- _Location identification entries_
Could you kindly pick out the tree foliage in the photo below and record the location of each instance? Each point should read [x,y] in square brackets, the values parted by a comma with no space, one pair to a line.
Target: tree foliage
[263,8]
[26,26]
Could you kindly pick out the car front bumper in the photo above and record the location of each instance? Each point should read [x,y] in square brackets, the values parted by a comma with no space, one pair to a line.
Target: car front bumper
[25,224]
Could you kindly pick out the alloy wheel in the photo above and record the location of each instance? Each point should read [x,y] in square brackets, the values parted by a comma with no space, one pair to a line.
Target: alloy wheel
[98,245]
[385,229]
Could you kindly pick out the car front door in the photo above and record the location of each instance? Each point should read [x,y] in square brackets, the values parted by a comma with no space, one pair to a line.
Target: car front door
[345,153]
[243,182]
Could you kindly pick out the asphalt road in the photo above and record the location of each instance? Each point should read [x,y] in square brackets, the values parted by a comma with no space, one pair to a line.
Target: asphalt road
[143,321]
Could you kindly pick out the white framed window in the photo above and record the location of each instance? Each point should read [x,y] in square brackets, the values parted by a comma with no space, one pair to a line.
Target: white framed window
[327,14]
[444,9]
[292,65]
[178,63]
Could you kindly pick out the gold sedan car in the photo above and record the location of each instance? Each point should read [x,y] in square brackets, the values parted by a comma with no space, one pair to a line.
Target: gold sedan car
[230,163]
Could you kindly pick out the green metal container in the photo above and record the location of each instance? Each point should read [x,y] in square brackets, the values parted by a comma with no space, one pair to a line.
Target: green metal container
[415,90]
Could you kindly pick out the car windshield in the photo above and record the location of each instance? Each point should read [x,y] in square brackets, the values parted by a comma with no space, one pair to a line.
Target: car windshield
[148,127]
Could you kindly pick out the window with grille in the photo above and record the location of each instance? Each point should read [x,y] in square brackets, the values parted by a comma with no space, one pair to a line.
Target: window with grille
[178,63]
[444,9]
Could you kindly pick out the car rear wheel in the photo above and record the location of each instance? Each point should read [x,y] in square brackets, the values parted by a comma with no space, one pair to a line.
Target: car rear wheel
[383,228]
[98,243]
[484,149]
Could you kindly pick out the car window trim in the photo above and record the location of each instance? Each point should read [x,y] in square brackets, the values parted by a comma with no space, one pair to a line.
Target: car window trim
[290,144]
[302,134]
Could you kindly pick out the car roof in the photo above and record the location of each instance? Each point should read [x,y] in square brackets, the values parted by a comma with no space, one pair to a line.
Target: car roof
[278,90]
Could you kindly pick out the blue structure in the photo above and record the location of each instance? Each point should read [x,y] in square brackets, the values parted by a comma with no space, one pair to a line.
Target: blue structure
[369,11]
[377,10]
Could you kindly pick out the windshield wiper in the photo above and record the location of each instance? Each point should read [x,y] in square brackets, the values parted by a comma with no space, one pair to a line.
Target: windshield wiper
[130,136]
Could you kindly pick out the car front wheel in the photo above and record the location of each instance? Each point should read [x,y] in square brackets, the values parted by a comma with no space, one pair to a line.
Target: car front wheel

- _Exercise task_
Rewrite the records from the line containing "Could you kindly pick out the windshield" through the end of the records, raising every coordinate in the answers by 50 and keeping all other lines unchanged.

- _Task output_
Could you kindly pick out the windshield wiper in the photo above and record the location of each instance? Each point should read [x,y] in square brackets, the values parted by a comma with no space, one pair to a line.
Target: windshield wiper
[180,186]
Could you kindly pick out the car front wheel in the photo above and record the location of each instance? Each point should read [x,y] in square brackets, the values parted by a comma with no space, one pair to a line.
Target: car front wheel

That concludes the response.